Supplied data:

━━━━━━━━

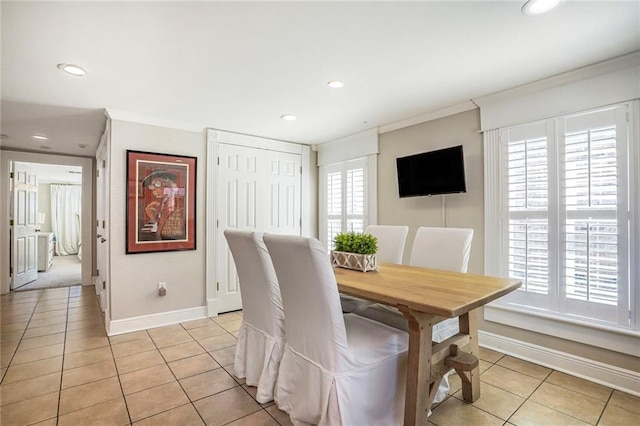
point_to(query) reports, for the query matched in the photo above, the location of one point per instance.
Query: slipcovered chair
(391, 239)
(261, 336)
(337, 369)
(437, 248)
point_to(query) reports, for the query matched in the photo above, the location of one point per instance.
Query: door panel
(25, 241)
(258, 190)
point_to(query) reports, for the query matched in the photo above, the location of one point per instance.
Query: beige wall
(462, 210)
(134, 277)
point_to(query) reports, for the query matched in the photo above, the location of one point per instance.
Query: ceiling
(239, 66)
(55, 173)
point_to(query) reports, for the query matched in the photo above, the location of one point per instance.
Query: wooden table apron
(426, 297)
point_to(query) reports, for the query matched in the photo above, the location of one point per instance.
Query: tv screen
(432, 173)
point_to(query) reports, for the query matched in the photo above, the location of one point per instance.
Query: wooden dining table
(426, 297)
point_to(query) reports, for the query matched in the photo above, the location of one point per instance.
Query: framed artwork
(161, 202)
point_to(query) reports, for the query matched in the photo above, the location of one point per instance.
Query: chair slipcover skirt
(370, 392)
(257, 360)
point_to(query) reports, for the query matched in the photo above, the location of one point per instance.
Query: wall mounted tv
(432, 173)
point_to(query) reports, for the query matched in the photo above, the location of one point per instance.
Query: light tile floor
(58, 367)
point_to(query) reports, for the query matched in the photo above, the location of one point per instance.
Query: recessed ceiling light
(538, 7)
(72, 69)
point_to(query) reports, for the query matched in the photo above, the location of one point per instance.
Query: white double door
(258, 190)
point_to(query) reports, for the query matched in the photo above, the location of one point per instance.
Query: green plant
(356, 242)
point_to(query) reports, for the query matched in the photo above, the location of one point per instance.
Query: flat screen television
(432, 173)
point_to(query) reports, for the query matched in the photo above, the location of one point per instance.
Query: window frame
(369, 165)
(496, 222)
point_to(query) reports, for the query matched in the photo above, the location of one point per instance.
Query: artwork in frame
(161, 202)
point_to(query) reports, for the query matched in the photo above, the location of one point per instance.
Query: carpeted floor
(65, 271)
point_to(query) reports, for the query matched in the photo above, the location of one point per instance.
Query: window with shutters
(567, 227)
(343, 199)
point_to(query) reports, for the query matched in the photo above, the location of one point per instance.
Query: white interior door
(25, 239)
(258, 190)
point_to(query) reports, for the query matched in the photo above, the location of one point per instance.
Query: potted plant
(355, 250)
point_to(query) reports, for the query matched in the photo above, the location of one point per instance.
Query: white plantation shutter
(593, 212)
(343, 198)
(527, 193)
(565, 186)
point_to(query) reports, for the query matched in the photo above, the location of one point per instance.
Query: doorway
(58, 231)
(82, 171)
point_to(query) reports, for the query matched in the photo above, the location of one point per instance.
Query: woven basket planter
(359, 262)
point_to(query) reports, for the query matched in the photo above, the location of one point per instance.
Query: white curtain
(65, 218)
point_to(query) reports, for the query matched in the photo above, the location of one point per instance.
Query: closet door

━━━━━━━━

Your assignment: If a record holds a picture, drop the picture and reproduce everything else exactly.

Exercise result:
point_to(query) reports, for the query matched in the photo above, the location of one point per instance.
Query: slipcovered chair
(391, 239)
(261, 336)
(337, 369)
(437, 248)
point_to(query) reports, for the query matched in the photo above, the location of one point per instance.
Query: door panel
(25, 241)
(258, 190)
point_to(query) reports, for the query matched in the photo above, the location of one point per instance.
Query: beige wall
(462, 210)
(134, 277)
point_to(query) reports, for the query matched in the photo above, the location of one point per instance.
Query: ceiling
(239, 66)
(55, 173)
point_to(query) reports, for the query matched in the photo above, the location of one point per instance.
Query: wooden table apron
(426, 297)
point_to(query) reports, for the query matched in the photo above, the location of one point per instance.
Query: tv screen
(432, 173)
point_to(query) reports, for the query matched in the photo above, the location of one point per instance.
Query: wooden dining table
(426, 297)
point_to(query) reports, for the query matched in the photo above, the location of one point per instance.
Query: framed artwork
(161, 202)
point_to(query) reports, for the query matched in the photo above, the location of one point per instance.
Query: chair slipcover skirt
(370, 392)
(257, 360)
point_to(query) reports, for the query matched in the photo above, the location of one point per instance.
Query: wall mounted tv
(432, 173)
point_to(query) reports, for the query matched in the photo above, the location of one point per instance.
Query: light tile floor
(58, 367)
point_to(query) reports, for the query matched in the photo above, the location of one point per instance.
Query: recessed ceiling light
(538, 7)
(72, 69)
point_to(query) reports, for the query matched in the photo above, the location of one point per instance.
Query: white double door
(258, 190)
point_to(query) reports, for the query matched in the photo above, the location of one point per instance.
Query: green plant
(356, 242)
point_to(query) reports, for the query matched in the photo above, the location of one point per instance.
Query: flat screen television
(432, 173)
point_to(query) reports, for the query matched in the photo above, the location of one point per instance.
Query: window frame
(369, 165)
(496, 222)
point_to(query) reports, for the query matched in the photo above, the location of one point per instance.
Query: artwork in frame
(161, 202)
point_to(query) reports, for the query matched in the photo above, the location of one point per instance.
Query: carpeted floor
(65, 271)
point_to(query) reports, for the query matched in the photo above, the location of one point per instance.
Query: window with shutters
(567, 227)
(343, 199)
point_to(query) reports, for the query matched in the photo above, the location of one point per instance.
Query: white interior door
(25, 239)
(258, 190)
point_to(query) reports, for the query matched in the photo above, the location of one point per instance.
Query: potted plant
(355, 250)
point_to(query) reports, for the query matched in the photo above, the location of one point per instance.
Query: white plantation shutter
(593, 212)
(343, 198)
(527, 193)
(565, 186)
point_to(query) reports, for the query matched in the photo above, the location of one point per instance.
Query: doorway
(58, 231)
(82, 171)
point_to(query) reports, for the query matched in the photo above, the location of one point per instance.
Query: woven basket planter
(359, 262)
point_to(query) reports, for the query matched in the photo above, the location of one point per instance.
Query: white curtain
(65, 218)
point_to(query) reports, for the query matched in the photo above, the location of one point per instance.
Query: closet door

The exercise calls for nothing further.